Frequent Itemsets via Apriori Algorithm
Apriori function to extract frequent itemsets for association rule mining
We have a dataset of a mall with 7500 transactions of different customers buying different items from the store.
We have to find correlations between the different items in the store. so that we can know if a customer is buying apple, banana and mango. what is the next item, The customer would be interested in buying from the store. 

## Overview
Apriori is a popular algorithm for extracting frequent itemsets with applications in association rule learning. The apriori algorithm has been designed to operate on databases containing transactions, such as purchases by customers of a store. An itemset is considered as "frequent" if it meets a user-specified support threshold. For instance, if the support threshold is set to 0.5 (50%), a frequent itemset is defined as a set of items that occur together in at least 50% of all transactions in the database.

**Importing libraries**

In [1]:
!pip install squarify

Collecting squarify
  Downloading https://files.pythonhosted.org/packages/0b/2b/2e77c35326efec19819cd1d729540d4d235e6c2a3f37658288a363a67da5/squarify-0.4.3-py3-none-any.whl
Installing collected packages: squarify
Successfully installed squarify-0.4.3


In [2]:
# for basic operations
import numpy as np
import pandas as pd

# for visualizations
import matplotlib.pyplot as plt
import squarify
import seaborn as sns
plt.style.use('fivethirtyeight')

# for defining path
import os
print(os.listdir('../input/'))

# for market basket analysis
from mlxtend.frequent_patterns import apriori
from mlxtend.frequent_patterns import association_rules


FileNotFoundError: [Errno 2] No such file or directory: '../input/'

**Importing the dataset**

In [None]:
# reading the dataset

data = pd.read_csv('../input/Market_Basket_Optimisation.csv', header = None)

# let's check the shape of the dataset
data.shape

In [None]:
# checking the head of the data

data.head()

In [None]:
# checkng the tail of the data

data.tail()

In [None]:
# checking the random entries in the data

data.sample(10)

In [None]:
# let's describe the dataset

data.describe()

## Data Visualizations

In [None]:
import matplotlib.pyplot as plt
import seaborn as sns

from wordcloud import WordCloud

plt.rcParams['figure.figsize'] = (15, 15)
wordcloud = WordCloud(background_color = 'white', width = 1200,  height = 1200, max_words = 121).generate(str(data[0]))
plt.imshow(wordcloud)
plt.axis('off')
plt.title('Most Popular Items',fontsize = 20)
plt.show()

In [None]:
# looking at the frequency of most popular items 

plt.rcParams['figure.figsize'] = (18, 7)

- [Task brief] According to the Apriori notebook, what condition makes an itemset "frequent"?

- [Given material]
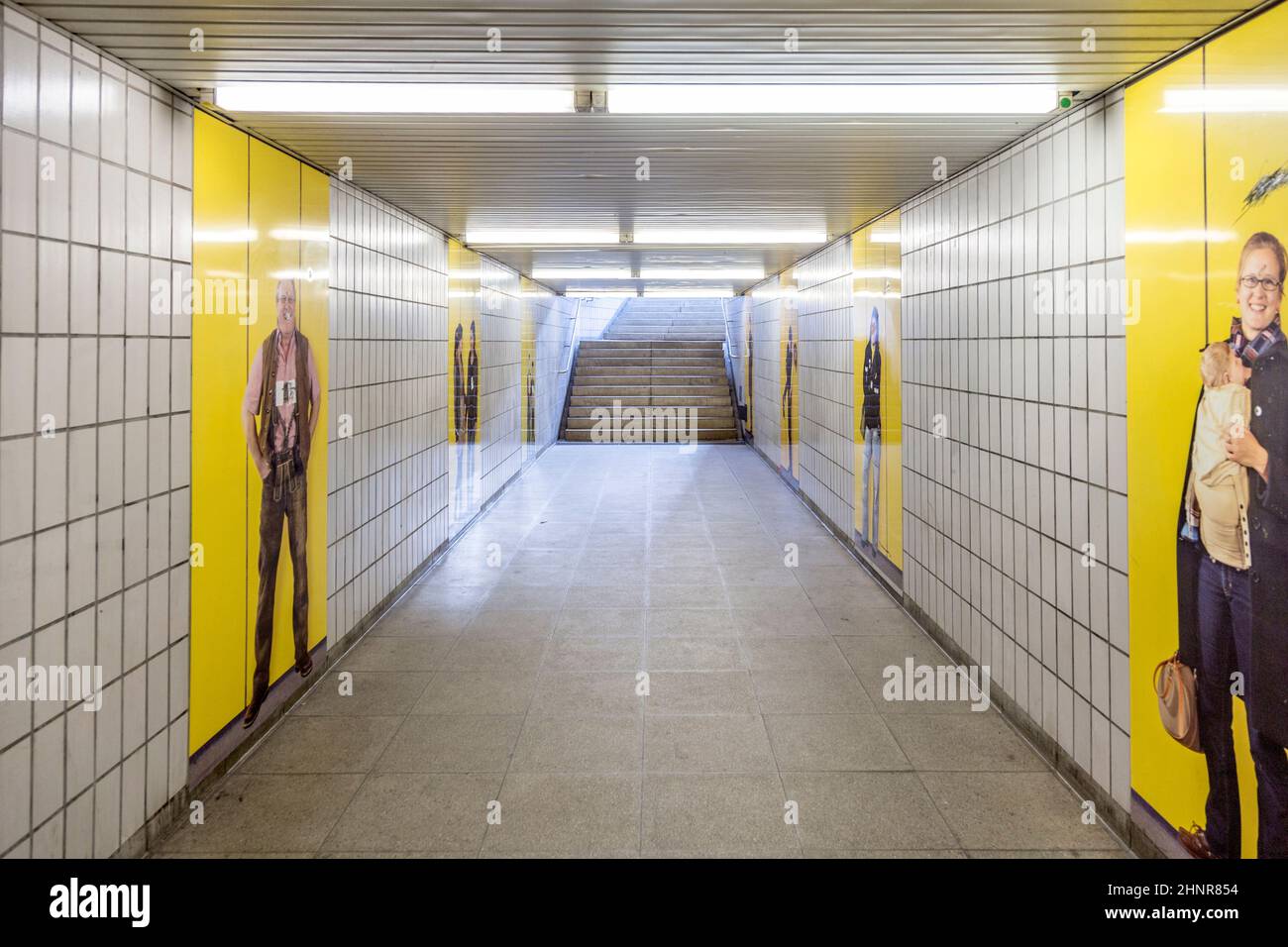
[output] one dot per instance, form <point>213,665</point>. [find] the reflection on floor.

- [Finished task] It meets a user-specified support threshold.